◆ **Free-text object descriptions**
- Opening Delimiter -
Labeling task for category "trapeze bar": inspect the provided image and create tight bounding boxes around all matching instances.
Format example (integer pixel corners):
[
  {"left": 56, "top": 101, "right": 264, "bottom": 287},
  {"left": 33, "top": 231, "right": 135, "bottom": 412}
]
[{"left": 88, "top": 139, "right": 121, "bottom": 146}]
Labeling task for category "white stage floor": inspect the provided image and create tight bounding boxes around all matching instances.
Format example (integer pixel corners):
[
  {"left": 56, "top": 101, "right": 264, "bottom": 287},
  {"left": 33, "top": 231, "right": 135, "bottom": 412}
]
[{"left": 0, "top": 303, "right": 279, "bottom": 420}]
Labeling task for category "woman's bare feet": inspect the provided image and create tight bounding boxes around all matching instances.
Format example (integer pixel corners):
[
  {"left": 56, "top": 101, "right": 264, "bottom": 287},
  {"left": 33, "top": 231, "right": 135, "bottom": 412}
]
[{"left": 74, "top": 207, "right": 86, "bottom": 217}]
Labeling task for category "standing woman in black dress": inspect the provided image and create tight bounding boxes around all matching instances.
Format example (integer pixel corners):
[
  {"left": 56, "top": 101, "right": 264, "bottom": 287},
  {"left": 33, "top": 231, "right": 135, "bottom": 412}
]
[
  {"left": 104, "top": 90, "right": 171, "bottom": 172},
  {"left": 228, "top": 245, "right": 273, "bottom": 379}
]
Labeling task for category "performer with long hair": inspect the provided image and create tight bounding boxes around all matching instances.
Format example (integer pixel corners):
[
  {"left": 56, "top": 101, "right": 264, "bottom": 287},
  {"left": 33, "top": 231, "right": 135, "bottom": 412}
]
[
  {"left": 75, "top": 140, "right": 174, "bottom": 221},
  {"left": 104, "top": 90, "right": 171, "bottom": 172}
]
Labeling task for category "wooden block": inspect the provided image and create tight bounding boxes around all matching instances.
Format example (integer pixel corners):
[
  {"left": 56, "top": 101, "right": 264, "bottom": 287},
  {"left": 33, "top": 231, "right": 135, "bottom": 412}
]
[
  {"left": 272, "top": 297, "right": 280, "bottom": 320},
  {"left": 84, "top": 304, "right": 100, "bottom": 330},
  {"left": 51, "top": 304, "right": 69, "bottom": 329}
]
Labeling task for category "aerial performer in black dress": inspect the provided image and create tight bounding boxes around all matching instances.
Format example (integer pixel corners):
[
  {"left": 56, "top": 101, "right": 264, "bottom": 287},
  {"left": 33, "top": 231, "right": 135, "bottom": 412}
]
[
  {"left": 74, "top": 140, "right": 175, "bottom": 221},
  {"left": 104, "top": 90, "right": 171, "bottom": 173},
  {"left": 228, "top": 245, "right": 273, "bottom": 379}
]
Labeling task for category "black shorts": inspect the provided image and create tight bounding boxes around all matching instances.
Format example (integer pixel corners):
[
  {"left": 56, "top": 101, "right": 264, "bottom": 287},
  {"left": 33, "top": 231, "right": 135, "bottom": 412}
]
- Closing Delimiter -
◆ **Exercise brief**
Whenever a line of the data includes the word "tight", show that line in full.

◆ **Answer for this exercise**
Labeling task for category "trapeze bar": inspect the provided image and create tight bounding boxes around all matching instances.
Labeling task for category "white stage floor": inspect the provided image and create tight bounding boxes around all matching instances.
Labeling task for category "woman's bare feet": inspect the provided image and create tight bounding boxes around all matching instances.
Labeling task for category "standing woman in black dress": inspect the provided image and create tight bounding boxes around all matching instances.
Labeling task for category "performer with long hair": inspect the provided image and create tight bounding boxes around all matching instances.
Labeling task for category "wooden block": inspect the provided image and create tight bounding boxes around all matching instances.
Labeling task for category "aerial performer in black dress": inspect the provided image and create tight bounding boxes around all matching instances.
Labeling task for category "black shorts": inspect the provided image and create tight bounding boxes around all matching instances.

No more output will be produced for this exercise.